### EXERCISE DETAILS
Convert the listing below into a Markdown table with the columns Row and Line, starting at the line that contains "Indicate every instance of the woman with" and continuing through the end of the listing. Number each row and omit blank lines.

• • • • •

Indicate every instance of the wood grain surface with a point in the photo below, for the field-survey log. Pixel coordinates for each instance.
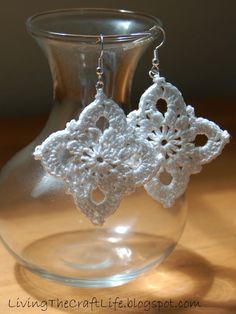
(201, 269)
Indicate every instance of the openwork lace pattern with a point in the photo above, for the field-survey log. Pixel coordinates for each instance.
(104, 155)
(172, 134)
(92, 161)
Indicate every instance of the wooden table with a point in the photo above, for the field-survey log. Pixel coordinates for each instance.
(201, 269)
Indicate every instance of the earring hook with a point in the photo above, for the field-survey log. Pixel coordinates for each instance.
(99, 70)
(155, 61)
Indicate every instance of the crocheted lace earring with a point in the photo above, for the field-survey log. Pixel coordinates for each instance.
(173, 134)
(98, 154)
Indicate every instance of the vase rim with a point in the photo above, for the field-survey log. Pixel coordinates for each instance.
(38, 30)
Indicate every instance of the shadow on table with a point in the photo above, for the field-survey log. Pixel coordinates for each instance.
(184, 276)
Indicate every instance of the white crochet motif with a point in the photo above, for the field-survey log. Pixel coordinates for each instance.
(112, 161)
(146, 148)
(173, 134)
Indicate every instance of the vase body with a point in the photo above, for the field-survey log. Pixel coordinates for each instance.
(39, 223)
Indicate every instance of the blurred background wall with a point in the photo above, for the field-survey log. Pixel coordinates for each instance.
(199, 54)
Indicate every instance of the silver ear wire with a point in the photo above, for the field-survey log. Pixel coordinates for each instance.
(155, 61)
(99, 70)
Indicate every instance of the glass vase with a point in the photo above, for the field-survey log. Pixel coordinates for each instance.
(39, 223)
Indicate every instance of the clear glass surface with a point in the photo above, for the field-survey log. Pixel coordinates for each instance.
(39, 223)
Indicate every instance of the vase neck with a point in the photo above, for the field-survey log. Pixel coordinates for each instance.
(73, 67)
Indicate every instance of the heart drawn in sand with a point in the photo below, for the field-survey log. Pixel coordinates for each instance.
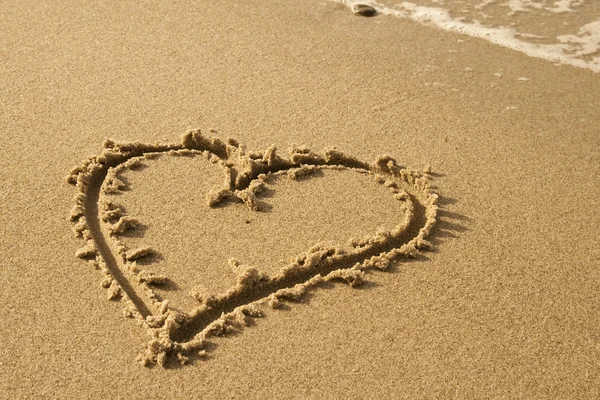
(178, 307)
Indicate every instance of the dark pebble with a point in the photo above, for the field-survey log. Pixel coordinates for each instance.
(364, 10)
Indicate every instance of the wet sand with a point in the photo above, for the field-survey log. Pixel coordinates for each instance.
(505, 304)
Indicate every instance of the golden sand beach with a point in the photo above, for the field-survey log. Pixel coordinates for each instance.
(288, 200)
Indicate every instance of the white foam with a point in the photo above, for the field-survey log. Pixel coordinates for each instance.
(568, 49)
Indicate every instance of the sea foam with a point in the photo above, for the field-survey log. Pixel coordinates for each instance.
(556, 33)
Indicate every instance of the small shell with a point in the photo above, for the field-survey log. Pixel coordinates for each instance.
(364, 10)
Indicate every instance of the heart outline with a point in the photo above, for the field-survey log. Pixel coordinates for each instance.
(174, 334)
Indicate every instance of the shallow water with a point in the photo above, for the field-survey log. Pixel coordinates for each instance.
(560, 31)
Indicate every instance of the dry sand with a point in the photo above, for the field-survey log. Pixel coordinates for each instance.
(505, 305)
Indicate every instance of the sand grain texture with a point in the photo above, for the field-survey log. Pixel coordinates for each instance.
(506, 304)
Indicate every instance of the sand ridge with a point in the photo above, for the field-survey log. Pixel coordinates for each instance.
(177, 334)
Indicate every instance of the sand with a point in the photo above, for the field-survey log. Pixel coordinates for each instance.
(448, 247)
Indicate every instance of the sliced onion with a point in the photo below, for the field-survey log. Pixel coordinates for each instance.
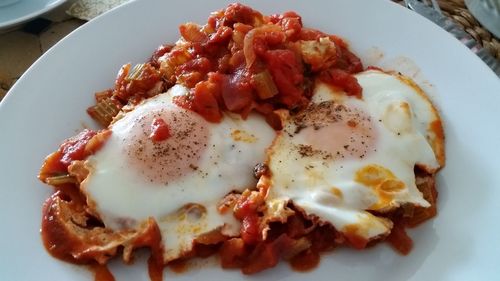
(249, 39)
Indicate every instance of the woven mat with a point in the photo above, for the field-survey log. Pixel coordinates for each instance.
(458, 12)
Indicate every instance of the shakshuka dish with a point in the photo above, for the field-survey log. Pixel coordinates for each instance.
(251, 138)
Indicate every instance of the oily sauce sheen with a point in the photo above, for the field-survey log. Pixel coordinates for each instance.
(239, 65)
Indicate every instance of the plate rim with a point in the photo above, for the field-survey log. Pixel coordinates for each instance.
(31, 15)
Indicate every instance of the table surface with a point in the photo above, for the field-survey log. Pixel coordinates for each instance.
(20, 49)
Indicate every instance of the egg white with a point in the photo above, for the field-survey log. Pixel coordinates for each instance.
(389, 134)
(184, 203)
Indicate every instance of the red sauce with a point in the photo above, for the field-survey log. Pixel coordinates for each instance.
(102, 273)
(305, 261)
(155, 269)
(159, 130)
(178, 266)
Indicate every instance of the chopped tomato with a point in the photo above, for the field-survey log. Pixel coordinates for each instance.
(287, 74)
(74, 148)
(250, 231)
(205, 103)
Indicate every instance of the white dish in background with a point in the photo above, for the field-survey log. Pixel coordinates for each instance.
(24, 10)
(48, 105)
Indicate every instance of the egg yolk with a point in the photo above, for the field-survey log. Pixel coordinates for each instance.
(176, 156)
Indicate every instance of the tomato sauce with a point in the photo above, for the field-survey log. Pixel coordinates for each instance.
(305, 261)
(102, 273)
(240, 61)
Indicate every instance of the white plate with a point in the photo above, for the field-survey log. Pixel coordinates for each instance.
(25, 10)
(48, 104)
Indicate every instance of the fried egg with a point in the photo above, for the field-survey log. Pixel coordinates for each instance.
(178, 181)
(343, 156)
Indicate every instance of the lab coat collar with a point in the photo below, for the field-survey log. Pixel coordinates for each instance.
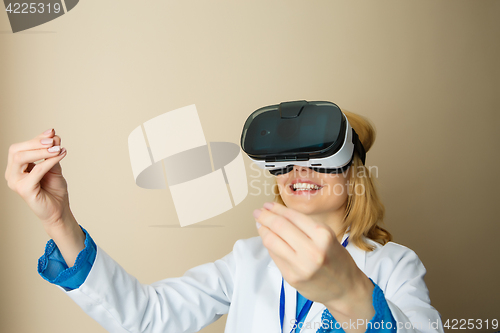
(357, 254)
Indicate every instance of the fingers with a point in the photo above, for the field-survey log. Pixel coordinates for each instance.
(296, 219)
(35, 143)
(276, 245)
(292, 236)
(36, 175)
(22, 155)
(22, 159)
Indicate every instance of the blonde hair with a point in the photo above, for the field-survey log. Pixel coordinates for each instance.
(364, 213)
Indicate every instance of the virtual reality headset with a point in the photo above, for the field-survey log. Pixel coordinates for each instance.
(311, 134)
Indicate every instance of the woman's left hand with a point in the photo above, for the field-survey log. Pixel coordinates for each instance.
(308, 254)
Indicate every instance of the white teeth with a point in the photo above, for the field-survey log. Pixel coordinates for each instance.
(305, 186)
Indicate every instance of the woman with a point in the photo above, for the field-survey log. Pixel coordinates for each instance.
(322, 263)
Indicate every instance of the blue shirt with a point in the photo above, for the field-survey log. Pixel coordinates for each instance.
(53, 268)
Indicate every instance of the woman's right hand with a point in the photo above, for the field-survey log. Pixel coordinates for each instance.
(41, 185)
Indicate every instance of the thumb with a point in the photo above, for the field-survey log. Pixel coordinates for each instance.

• • • • •

### RESPONSE BELOW
| Row | Line |
|---|---|
| 1 | Indicate every instance of the woman with a point in the photo above, for the field-survey log. Pixel coordinates for each instance. |
| 2 | (322, 263) |
| 3 | Indicate every instance of the blue shirt with a point in the photo above, for the field-survey log. Pixel coordinates for each instance. |
| 4 | (53, 268) |
| 5 | Indicate every instance of the woman's right hand with a point in the photo above, for the field-survey log. Pixel coordinates for each instance. |
| 6 | (41, 185) |
| 7 | Indicate every instance of the thumb with a point in the photo above, for the field-survey log. Pixel coordinates for each instance. |